**ZIEL DER ÜBUNG**
Schreibe alle Zeilen von der Zeile mit „The endpoint marks every instance of the fishing“ bis hinunter zur Zeile mit „x=24, y=129“ einschließlich beider Grenzen vollständig ab und gib nur diese aus. Multipliziere dabei jeden Koordinatenwert mit 0,3, runde auf ganze Zahlen (Hälften werden aufgerundet) und lass die Bildplatzhalter weg.

**EINGABEDATEN**
· · ·

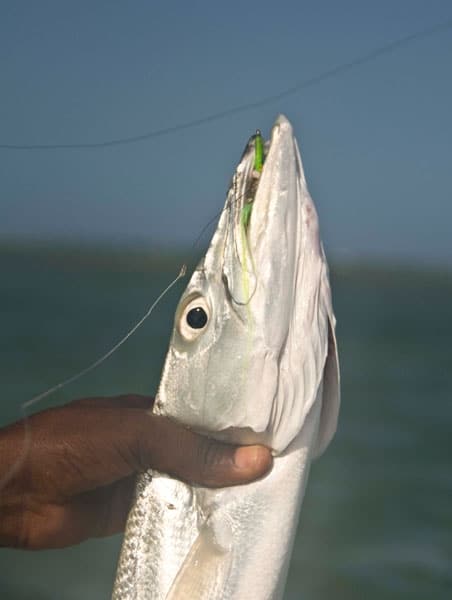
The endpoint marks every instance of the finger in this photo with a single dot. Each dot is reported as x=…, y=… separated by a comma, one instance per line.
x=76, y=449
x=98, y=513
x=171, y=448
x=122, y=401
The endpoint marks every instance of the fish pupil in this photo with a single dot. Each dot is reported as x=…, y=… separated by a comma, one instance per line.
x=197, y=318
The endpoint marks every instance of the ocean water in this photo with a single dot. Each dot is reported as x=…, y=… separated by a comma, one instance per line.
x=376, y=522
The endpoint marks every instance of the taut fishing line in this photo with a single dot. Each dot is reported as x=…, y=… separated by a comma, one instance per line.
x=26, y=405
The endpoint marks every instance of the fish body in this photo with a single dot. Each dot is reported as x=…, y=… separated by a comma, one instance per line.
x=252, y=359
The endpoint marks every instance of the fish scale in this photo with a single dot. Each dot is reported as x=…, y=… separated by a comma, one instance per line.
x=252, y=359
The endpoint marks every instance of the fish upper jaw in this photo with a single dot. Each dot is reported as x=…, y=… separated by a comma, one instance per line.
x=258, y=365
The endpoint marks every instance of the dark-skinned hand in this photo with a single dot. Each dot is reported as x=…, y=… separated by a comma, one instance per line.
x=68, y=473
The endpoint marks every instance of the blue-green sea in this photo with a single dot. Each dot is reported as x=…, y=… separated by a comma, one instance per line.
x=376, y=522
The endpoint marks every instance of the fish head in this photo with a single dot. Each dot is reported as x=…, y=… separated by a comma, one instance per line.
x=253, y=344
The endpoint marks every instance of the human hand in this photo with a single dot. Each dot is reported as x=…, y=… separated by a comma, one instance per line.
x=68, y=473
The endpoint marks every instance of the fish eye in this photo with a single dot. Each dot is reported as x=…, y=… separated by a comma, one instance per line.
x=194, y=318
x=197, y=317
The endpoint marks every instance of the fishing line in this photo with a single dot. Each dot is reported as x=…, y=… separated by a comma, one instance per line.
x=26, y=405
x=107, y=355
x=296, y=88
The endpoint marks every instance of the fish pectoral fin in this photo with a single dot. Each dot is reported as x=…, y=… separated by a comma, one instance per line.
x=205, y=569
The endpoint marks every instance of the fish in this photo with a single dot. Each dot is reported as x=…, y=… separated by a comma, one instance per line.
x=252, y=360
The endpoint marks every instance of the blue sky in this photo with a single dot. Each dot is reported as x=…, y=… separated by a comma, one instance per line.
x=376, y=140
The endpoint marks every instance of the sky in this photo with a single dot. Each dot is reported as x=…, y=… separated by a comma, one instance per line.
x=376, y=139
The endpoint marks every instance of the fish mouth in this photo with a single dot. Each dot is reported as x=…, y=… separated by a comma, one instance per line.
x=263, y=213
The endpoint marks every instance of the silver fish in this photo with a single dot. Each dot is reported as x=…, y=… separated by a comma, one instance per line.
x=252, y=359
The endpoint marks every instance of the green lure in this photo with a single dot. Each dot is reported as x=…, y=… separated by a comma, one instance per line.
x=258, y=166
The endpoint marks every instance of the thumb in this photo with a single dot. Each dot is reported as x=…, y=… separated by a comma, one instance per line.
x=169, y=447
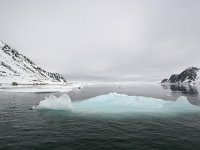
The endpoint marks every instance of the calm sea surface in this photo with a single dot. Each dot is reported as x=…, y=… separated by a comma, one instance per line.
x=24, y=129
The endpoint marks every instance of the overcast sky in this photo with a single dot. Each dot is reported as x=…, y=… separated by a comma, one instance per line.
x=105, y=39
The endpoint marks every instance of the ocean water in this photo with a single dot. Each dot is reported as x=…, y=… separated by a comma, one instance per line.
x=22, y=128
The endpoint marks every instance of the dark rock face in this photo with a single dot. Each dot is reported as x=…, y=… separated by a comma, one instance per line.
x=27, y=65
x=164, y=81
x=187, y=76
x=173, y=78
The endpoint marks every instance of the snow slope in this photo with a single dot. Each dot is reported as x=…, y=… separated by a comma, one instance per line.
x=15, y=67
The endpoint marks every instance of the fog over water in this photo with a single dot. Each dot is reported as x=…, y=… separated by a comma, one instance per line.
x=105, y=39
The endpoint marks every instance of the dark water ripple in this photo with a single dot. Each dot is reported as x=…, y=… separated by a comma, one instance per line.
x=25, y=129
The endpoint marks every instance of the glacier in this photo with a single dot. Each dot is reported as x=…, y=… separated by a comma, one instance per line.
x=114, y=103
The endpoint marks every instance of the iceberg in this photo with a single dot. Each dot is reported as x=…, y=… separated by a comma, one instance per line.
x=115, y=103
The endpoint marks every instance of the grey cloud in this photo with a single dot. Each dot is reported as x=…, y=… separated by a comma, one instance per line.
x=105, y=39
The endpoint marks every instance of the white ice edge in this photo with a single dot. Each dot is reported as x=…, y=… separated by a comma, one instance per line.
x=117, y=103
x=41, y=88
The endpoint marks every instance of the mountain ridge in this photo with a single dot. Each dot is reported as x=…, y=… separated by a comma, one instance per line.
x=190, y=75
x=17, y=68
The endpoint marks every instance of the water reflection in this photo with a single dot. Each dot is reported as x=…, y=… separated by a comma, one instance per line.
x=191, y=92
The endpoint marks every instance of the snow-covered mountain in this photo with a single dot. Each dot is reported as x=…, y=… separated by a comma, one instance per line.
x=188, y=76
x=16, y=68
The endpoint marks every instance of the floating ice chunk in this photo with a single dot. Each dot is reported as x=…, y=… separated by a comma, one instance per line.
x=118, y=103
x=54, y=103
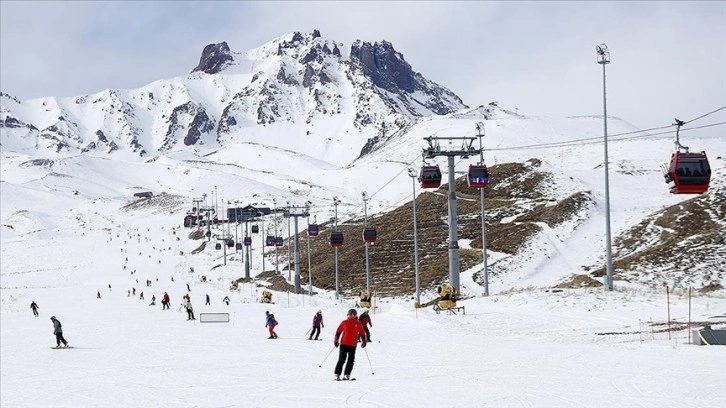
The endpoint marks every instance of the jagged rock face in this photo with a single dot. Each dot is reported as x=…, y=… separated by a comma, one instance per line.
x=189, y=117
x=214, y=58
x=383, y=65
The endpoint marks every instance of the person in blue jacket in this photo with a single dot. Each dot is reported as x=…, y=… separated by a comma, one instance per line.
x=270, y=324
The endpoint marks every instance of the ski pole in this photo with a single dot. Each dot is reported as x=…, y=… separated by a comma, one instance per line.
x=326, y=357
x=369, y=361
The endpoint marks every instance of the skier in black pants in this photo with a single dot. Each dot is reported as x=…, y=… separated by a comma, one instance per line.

· · ·

**ERGEBNIS**
The endpoint marks every instance of the fishing line in this photo with a single dot. Each dot is reported as x=…, y=… separated by a comma, one instance per line.
x=8, y=122
x=32, y=107
x=89, y=26
The endpoint marks every instance of the fish pectoral fin in this photo with a single dot. Each dot is reported as x=…, y=… separated by a comma, one instance per line.
x=62, y=171
The endpoint marks every instance of the fish in this photo with a single dot. Each dot is reported as x=…, y=… separated by a comma, one instance per line.
x=76, y=108
The endpoint marks every instance of the blue sky in this photo with a single dot. Each dot is reported as x=…, y=… separated by a comma, one instance per line.
x=113, y=42
The endpoint marks every instance of the sky in this photo with a single dot. Each dot is reported as x=…, y=… separated by a comma, one instance per line.
x=113, y=42
The endpoint marks every instance of the fish mouth in this photo with a single dot. Each dot is reported as x=…, y=… separated by a comma, one instance per line.
x=79, y=64
The endpoint marks every instance of the silver fish in this photo with a single dot. Each dot is reported as x=…, y=… separated by a comma, one instance per line.
x=76, y=108
The endpoint marks every instance of the green lure in this photo with a single dot. Each dot is reported as x=…, y=… separated by a comma, one instance per line.
x=77, y=50
The endpoint marks every instance of the thumb in this photo with a single dot. Each dot is reported as x=…, y=… separated by a comma, one instance per line.
x=51, y=134
The endpoint marks every instance of the calm sea surface in this photo with a single dot. Each dot is reported as x=…, y=… separated by a comma, one instance per line.
x=7, y=39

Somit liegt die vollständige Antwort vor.